- [ACTIVITY 1]:
In the comments on workplace jerks, which companies are said to have run on playful maturity rather than jerkish narcissism?
- [ACTIVITY 2]:
Revise the comments on workplace jerks between "Generally they were" and "two different things.", inclusive, replacing "toxic" with "corrosive".

- [READING PASSAGE]:
The real Jerk is someone who deliberately covers up the truth. A manipulative person is never called a Jerk. A company without a single Jerk, a company where people have nearly perfect etiquette and friendly communication is also a company with a high number of manipulative people and likely deep problems that aren't discussed.

I don't know about you, but I'd rather deal with an oblivious Jerk than a well liked manipulator.


We have seen decades of general stagnation compared to decades of new inventions and growth before that. [Just imagine a bunch of quotes from Peter Thiel here. You read or heard the argument already.]

Good chunk of it is probably due to our societies getting physically older. But how much can be attributed to the culture of being nice, getting along, not rocking the boat, undermining people, etc?

OP ironically even advises to be contrarian to the contrarians. Pretty ingenious rhetoric.


Innovative companies like DEC, Bell Labs, and Xerox Parc (not so much IBM) ran on playful maturity, not on jerkish narcissism.

Generally they were not terrible places to work - unlike the kind of startup that's a playground for dark triad people with emotional handicaps.

The latter are destructive. A small minority get shit done, but only some proportion of the shit that gets done turns out to be truly beneficial. The rest is just a toxic mess of bullshit, lies, self-aggrandising posturing, manipulation, and empathy-free exploitation, sometimes with a side order of overt fraud and criminality.

And there's been a lot more of that in recent decades than in the real-adults-but-at-play innovation powerhouses of the 50s, 60s and 70s.


And those destructive startups are run by people who seem "nice" in person but who enact their own sinister agenda, maybe while tricking themselves into thinking they're doing good.

Being "nice" and being a good person are two different things.


I like turning it around and asking: why do human beings seem unable to achieve these heights without a jerk pushing them?

I have a loose hypothesis of my own.

Most of us are wired for a vastly slower and quieter pace of life with very little change and very few large opportunities. Think hunter gatherers or simple agriculture, the environment and evolutionary pressures at play for 99.99% of our history.

Now we have a very different environment: fast, lots of change, and lots of opportunities for huge gains everywhere.

By the standards of this environment we basically all suffer from low grade depression and anhedonia. We are literally wired to watch the corn grow.

- [SUPPLIED DATA]:
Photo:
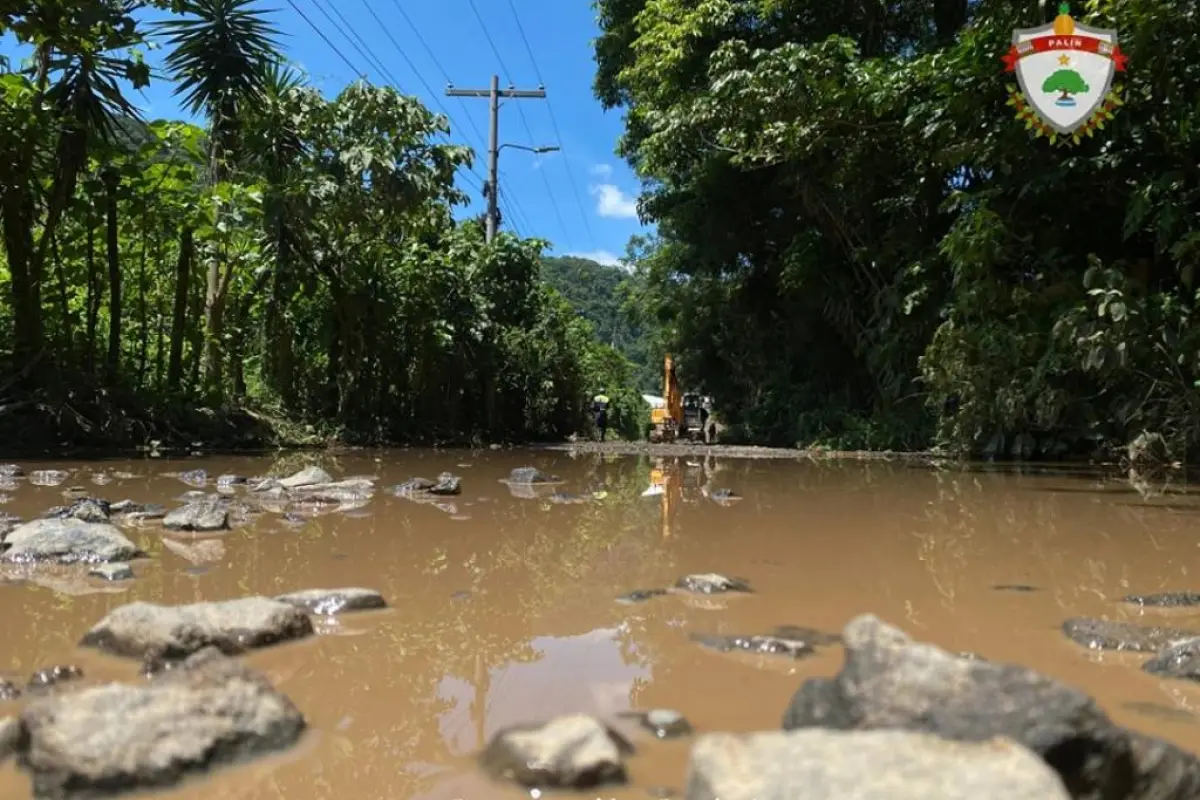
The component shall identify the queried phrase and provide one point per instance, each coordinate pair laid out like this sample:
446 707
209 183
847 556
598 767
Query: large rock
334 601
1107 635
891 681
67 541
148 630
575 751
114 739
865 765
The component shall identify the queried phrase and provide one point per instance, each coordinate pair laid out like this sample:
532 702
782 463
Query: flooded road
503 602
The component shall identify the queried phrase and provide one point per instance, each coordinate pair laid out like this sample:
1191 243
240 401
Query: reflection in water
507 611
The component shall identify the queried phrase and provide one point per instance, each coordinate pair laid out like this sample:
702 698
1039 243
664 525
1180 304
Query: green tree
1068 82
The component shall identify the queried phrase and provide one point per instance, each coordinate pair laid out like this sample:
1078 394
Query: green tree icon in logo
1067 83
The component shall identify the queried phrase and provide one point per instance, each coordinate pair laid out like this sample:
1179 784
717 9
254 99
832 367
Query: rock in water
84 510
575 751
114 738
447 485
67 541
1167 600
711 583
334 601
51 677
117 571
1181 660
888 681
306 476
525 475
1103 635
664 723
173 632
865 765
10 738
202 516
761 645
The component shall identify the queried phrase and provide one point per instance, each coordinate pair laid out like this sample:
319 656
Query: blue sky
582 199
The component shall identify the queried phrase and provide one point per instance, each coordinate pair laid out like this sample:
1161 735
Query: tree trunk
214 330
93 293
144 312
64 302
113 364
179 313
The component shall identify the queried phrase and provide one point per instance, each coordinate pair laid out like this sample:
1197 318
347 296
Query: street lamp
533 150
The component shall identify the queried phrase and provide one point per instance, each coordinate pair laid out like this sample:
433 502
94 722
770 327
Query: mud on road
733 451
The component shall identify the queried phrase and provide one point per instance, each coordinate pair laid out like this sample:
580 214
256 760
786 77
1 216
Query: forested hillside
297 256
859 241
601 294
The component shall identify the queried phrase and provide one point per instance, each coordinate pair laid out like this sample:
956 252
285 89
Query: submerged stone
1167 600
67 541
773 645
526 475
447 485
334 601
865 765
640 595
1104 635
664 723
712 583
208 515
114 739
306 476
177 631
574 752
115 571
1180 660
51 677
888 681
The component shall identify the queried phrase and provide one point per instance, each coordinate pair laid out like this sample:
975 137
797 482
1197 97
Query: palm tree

- [WORKED SOLUTION 1]:
DEC, Bell Labs, and Xerox Parc.

- [WORKED SOLUTION 2]:
Generally they were not terrible places to work - unlike the kind of startup that's a playground for dark triad people with emotional handicaps.

The latter are destructive. A small minority get shit done, but only some proportion of the shit that gets done turns out to be truly beneficial. The rest is just a corrosive mess of bullshit, lies, self-aggrandising posturing, manipulation, and empathy-free exploitation, sometimes with a side order of overt fraud and criminality.

And there's been a lot more of that in recent decades than in the real-adults-but-at-play innovation powerhouses of the 50s, 60s and 70s.


And those destructive startups are run by people who seem "nice" in person but who enact their own sinister agenda, maybe while tricking themselves into thinking they're doing good.

Being "nice" and being a good person are two different things.